Exercise requirements:
**1)** Answer these questions using the excerpt on eugenic pressures and carrier embryos:
(a) What two measures should efforts to combat eugenic pressures include?
(b) In what case does the excerpt propose that doctors inform parents of an embryo's genetic status?
(c) Under the 'couple testing' protocol in prenatal testing, when are couples informed?
**2)** Resume the excerpt on eugenic pressures and carrier embryos after its final sentence, keeping its formal style.

Excerpt to read:
= Beginning of Section =
More important than guidelines are efforts to combat eugenic pressures. These measures should include (i) training of IVF doctors in non directive counselling and disability equality; (ii) giving parents access to accurate information directly from disabled people about the reality of living with the disorder in question. It is particularly important that the HFEA make it clear to clinics that the 'principle of the welfare of the child' should not be an excuse for coercing parents to take tests or make particular decisions (see below).
4.3 Carrier and affected embryos
4.3.1 Carrier embryos
The suggestion that carrier embryos should not be implanted is a prime example of the inbuilt eugenic bias in PGD. Here, the individual themselves would not be physically affected, yet there is still a pressure to eliminate such embryos. The justification offered for this, that the person might have to face certain reproductive session decisions when adult is completely inadequate. Such minor difficulties in life can hardly seriously be an excuse for de-selection of potential human beings unless there is a eugenic agenda to eliminate 'bad' genes from the gene pool.
However, because of the presence of non-carrier embryos there will naturally be a tendency for parents to remove carrier embryos. We propose that doctors only inform parents of the genetic status of the embryo when it will be affected by genetic disease. There are two precedents for this. The first is the practice of not informing parents about the sex of the foetus. The second is the 'couple testing' protocol in prenatal testing where couples are only informed if both are carriers.
= End of Section =
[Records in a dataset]
= Beginning of Section =
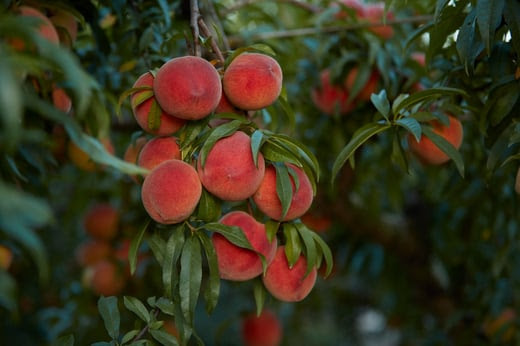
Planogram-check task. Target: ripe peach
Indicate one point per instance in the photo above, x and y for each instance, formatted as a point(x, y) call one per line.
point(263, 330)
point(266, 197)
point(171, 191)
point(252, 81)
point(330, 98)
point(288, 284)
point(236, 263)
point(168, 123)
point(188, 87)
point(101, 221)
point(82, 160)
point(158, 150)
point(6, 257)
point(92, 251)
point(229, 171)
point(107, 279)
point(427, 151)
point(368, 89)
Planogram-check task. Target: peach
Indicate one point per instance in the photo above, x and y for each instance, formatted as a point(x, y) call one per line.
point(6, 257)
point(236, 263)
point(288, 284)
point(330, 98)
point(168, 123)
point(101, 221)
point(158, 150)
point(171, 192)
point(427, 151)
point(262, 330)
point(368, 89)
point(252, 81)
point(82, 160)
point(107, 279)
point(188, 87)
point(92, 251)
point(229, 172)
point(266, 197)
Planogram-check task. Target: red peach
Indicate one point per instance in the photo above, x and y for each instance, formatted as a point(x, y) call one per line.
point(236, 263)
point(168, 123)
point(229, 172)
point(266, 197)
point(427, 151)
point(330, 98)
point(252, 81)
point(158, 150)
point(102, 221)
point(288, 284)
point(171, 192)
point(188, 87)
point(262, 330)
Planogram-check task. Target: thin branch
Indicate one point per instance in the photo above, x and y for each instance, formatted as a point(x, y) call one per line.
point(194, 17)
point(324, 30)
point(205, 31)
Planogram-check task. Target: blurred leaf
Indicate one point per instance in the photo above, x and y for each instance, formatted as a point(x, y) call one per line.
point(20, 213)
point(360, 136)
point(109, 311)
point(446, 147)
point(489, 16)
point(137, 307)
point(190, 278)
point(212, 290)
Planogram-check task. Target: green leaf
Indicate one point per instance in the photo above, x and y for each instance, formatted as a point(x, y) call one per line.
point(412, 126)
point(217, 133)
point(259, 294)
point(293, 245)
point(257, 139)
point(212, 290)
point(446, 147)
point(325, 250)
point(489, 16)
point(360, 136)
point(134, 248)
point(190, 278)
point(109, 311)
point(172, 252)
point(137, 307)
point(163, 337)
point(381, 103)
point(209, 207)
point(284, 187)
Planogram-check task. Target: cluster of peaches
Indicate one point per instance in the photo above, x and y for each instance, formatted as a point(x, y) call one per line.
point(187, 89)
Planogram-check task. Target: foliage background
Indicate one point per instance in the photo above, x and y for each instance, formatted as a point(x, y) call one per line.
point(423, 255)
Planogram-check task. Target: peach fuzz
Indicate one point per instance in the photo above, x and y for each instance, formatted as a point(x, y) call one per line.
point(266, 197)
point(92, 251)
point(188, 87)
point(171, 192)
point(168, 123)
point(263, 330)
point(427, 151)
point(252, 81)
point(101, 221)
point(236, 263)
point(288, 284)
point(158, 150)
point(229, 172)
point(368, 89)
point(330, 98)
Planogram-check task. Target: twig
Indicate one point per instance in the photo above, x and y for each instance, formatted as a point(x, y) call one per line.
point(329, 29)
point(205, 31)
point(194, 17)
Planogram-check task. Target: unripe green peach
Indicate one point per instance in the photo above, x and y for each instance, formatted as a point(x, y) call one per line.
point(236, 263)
= End of Section =
Results:
**1)**
(a) The measures are training IVF doctors in non directive counselling and disability equality, and giving parents access to accurate information directly from disabled people about the reality of living with the disorder in question.
(b) Doctors should inform parents only when the embryo will be affected by genetic disease.
(c) Couples are informed only if both are carriers.

**2)**
4.2.3 Affected embryos
Since PGD should only be offered as an option of last resort, in cases of fatal disease, and not for reasons of selecting a child that conforms to parents desires or whims, we do not support its use for selecting a deaf child.
However, we are extremely concerned by the way that the consultation document introduces the principle of the welfare of child in this context. It is unnecessary to invoke the principle in order to rule out such occurrences -- parents will undertake PGD precisely for the purpose of avoiding genetic disorders and so are hardly likely to insist upon implantation of an affected embryo. The only situation in which this might arise his if they are very few embryos available, which would only be likely in cases of infertility. In such cases where implantation of an affected embryo is the woman's only chance of pregnancy, this should be allowed since the situation is an analogous to prenatal testing discovering a genetic disorder. The rigid application of a 'principle' in such cases would indicate that eugenic considerations were more important than a woman's desire and right to have a child.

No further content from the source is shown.